- BRANO ESTRATTO
◇ ◇ ◇ ◇ ◇ ◇ ◇

Così al Centro Storico, tutto compreso all’interno delle Mura (1.500 ettari) anche se manomesso dall’Ottocento fino agli anni 50, il piano sostituisce la Città Storica, che interessa i tessuti dell’Ottocento e del primo Novecento, ma i cui valori arrivano a coinvolgere tessuti più recenti dell’ultimo Novecento e riguardano un’area di circa 6.500 ettari. Si comprende allora come, dall’uso delle tipologie edilizie quale unica matrice delle regole di salvaguardia nel Centro Storico, rigidamente disciplinato edificio per edificio, il nuovo piano di Roma estenda alle tipologie urbanistiche la matrice delle regole di salvaguardia per la Città Storica; con un meccanismo che modella la conservazione dei valori storici da conservare, passando dai tessuti medievali da curare fin nel particolare edilizio, ai tessuti dell’Ottocento e del Novecento, nei quali la conservazione interessa prevalentemente aspetti urbanistici.

E all’analisi statica, elaborata cioè una volta per tutte al fine di identificare le regole necessarie per il Centro Storico, si sostituisce una analisi dinamica, aperta ad ogni nuovo contributo conoscitivo futuro, indispensabile per arricchire nel tempo le regole fin da oggi indicate per i diversi tessuti della Città Storica. Piuttosto che ripetere a Roma un modello statico analisi conoscitiva-sintesi pianificatoria come quello bolognese, si è allora scelto un modello dinamico, che anche per i tessuti più antichi non rinuncia a profittare delle future conoscenze per condizionare i futuri interventi. Una concezione dinamica che, dopo aver individuato i tessuti della Città Storica, aggiunge con la Carta della Qualità, le conoscenze già disponibili per le preesistenze isolate storico-archeologiche di tutto il territorio comunale, allo scopo di condizionare qualunque intervento alla salvaguardia dei valori storici localmente riconosciuti.

Un’altra innovazione disciplinare è quella che ha spinto a individuare cinque grandi ambiti di programmazione strategica, che investono prevalentemente la Città Storica: il Tevere e l’Aniene, le Mura, il Parco archeologico monumentale, l’asse virtuale Flaminio Fori Eur e la Cintura Ferroviaria. Si tratta di grandi segni della forma urbana, sui quali il piano pone l’attenzione per l’importanza degli interventi di conservazione che richiedono, ma anche per le grandi occasioni che offrono. Non è sembrato assolutamente lecito che il piano proponesse per questi ambiti una qualunque, esplicita proposta di trasformazione urbanistica. Che nel quadro della pianificazione processuale già iniziata, potrà maturare per gradi, anche in funzione delle occasioni che la città realizzerà al contorno; a cominciare dall’aumento della mobilità su ferro, che potrà ridurre lo stato di necessità di alcune strade, permettendone un uso meno subalterno al traffico di quello attuale. Un approccio complessivamente nuovo, di alto valore scientifico, con cui i valori storici di importanza decisiva per Roma sono stati affrontati, colmando un vuoto culturale che a Roma durava da troppo tempo e che offre preziosi avanzamenti alla disciplina, validi per tutto il Paese.

◇ ◇ ◇ ◇ ◇ ◇ ◇

- MATERIALE ESTRATTO
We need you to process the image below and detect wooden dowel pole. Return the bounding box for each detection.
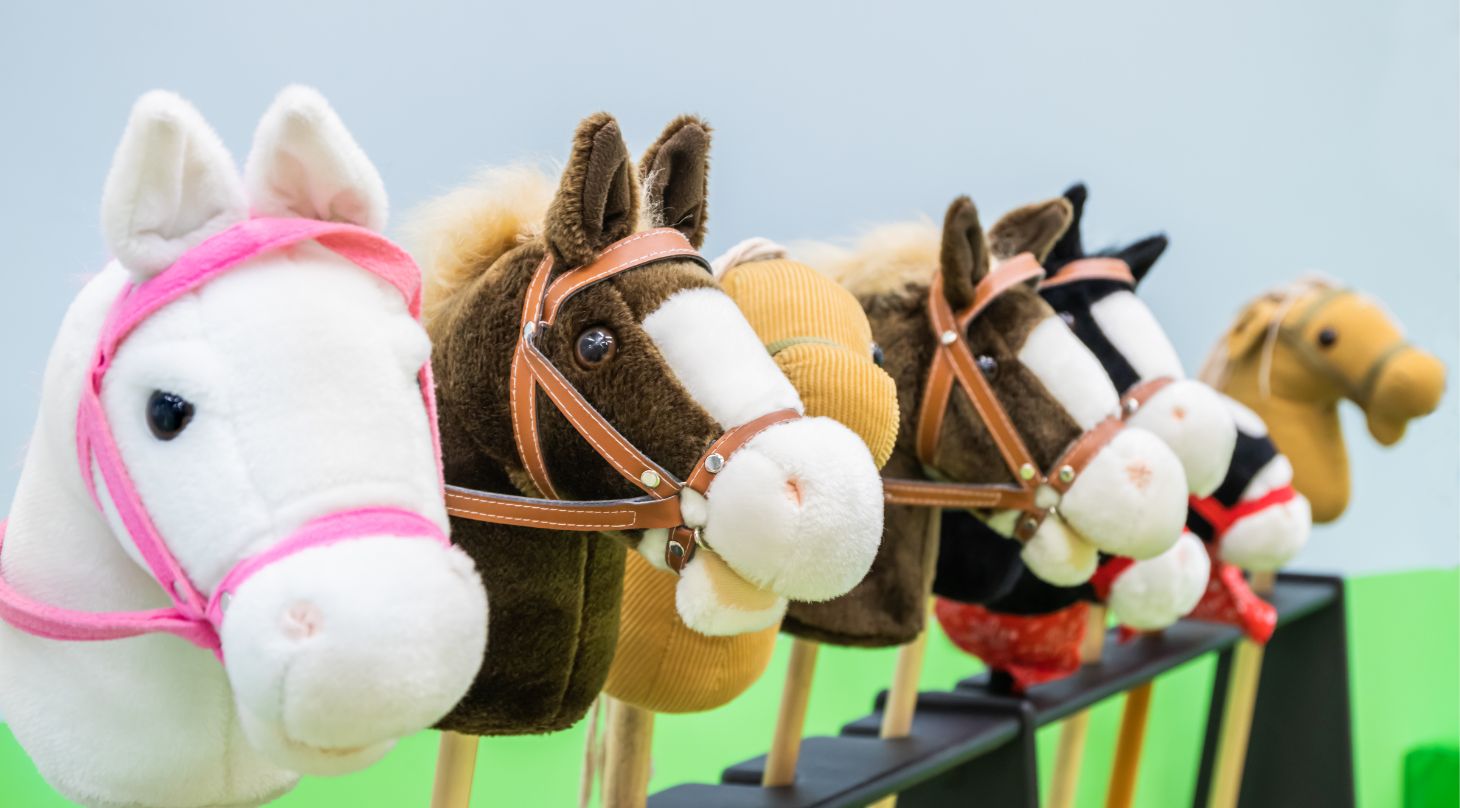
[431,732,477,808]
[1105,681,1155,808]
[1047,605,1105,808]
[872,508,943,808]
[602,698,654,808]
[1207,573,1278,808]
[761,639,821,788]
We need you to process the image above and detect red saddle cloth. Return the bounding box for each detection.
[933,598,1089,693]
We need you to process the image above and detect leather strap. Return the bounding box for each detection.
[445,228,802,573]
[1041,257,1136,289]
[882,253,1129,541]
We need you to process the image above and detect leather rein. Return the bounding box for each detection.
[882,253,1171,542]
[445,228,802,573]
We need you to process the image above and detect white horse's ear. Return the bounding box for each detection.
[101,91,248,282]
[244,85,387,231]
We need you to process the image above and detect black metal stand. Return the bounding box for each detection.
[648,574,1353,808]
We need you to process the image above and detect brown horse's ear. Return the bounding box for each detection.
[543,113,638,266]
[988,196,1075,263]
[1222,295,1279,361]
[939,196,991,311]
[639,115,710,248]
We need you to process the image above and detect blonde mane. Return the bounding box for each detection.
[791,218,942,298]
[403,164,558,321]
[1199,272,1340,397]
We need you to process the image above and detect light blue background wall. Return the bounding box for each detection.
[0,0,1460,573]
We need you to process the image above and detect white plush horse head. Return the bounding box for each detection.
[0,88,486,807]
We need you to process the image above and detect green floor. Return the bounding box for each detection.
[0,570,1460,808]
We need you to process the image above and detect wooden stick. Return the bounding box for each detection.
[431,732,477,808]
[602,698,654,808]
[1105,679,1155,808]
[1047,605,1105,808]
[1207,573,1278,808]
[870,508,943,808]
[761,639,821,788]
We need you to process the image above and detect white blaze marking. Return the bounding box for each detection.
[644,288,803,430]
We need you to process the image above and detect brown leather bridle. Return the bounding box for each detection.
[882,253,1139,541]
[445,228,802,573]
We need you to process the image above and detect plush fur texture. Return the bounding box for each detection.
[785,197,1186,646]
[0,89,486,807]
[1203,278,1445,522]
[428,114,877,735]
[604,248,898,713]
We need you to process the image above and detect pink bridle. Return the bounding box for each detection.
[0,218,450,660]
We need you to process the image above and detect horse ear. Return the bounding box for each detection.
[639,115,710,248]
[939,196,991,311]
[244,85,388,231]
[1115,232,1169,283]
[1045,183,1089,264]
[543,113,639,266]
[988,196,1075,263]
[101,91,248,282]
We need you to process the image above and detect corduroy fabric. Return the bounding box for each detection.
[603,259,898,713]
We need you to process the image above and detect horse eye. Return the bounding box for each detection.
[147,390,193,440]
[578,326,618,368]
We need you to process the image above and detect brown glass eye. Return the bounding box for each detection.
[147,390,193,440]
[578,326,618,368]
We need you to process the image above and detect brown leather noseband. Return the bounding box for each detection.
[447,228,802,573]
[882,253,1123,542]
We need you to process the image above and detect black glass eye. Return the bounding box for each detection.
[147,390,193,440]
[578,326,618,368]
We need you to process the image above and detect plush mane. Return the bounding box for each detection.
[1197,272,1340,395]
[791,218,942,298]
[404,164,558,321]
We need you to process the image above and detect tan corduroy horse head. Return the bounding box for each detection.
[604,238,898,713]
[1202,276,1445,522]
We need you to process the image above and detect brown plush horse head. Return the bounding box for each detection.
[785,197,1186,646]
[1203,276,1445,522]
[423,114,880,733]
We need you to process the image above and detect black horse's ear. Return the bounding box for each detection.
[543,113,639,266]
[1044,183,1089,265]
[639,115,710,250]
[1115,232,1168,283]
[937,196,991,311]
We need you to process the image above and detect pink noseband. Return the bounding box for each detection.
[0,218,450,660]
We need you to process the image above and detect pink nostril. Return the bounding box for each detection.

◇ ◇ ◇ ◇ ◇ ◇ ◇

- CONSEGNE
1) Secondo il brano sul nuovo piano di Roma, per quali motivi il piano concentra l'attenzione sui cinque grandi ambiti di programmazione strategica? Rispondi con una o due frasi.
2) Riassumi in tre frasi il brano sul nuovo piano di Roma.
3) Riprendi il brano sul nuovo piano di Roma dal punto in cui termina e continualo.

- SOLUZIONI DEGLI ESERCIZI
1) Il piano concentra l'attenzione su questi ambiti, che sono grandi segni della forma urbana, per l'importanza degli interventi di conservazione che richiedono. Lo fa anche per le grandi occasioni che offrono.

2) Il nuovo piano di Roma sostituisce il Centro Storico racchiuso dalle Mura con la Città Storica, un'area di circa 6.500 ettari, ed estende la matrice delle regole di salvaguardia dalle tipologie edilizie alle tipologie urbanistiche. Invece di ripetere il modello statico bolognese, adotta un'analisi dinamica, aperta alle conoscenze future, che con la Carta della Qualità aggiunge le preesistenze storico-archeologiche isolate di tutto il territorio comunale. Il piano individua inoltre cinque grandi ambiti di programmazione strategica, tra cui il Tevere e l'Aniene e le Mura, senza proporre per essi trasformazioni urbanistiche esplicite, che potranno maturare per gradi.

3)
Adottare il piano per Roma

Il piano è pronto per l’adozione in Consiglio Comunale, anzi l’iter di adozione è già cominciato, in Giunta, nei Municipi, nelle Commissioni. Le dimissioni anticipate del Sindaco Rutelli, candidato premier per l’Ulivo alle elezioni politiche del 2001, avevano interrotto un iter iniziato due anni fa, che altrimenti avrebbe potuto già essere concluso. La nuova Amministrazione Veltroni ha fatto propria pienamente l’eredità, confermando l'impegno di dare a Roma il nuovo piano; e ha profittato delle circostanze per affinare e perfezionare un progetto che, comunque, nelle sue linee essenziali non è certamente cambiato. Il maggior tempo disponibile, se ha permesso a molti nella società civile e politica, come negli ambienti culturali, di maturare una maggiore consapevolezza del piano, ha anche provocato le ultime polemiche, il più delle volte basate sulla cattiva informazione, ormai difficile da comprendere.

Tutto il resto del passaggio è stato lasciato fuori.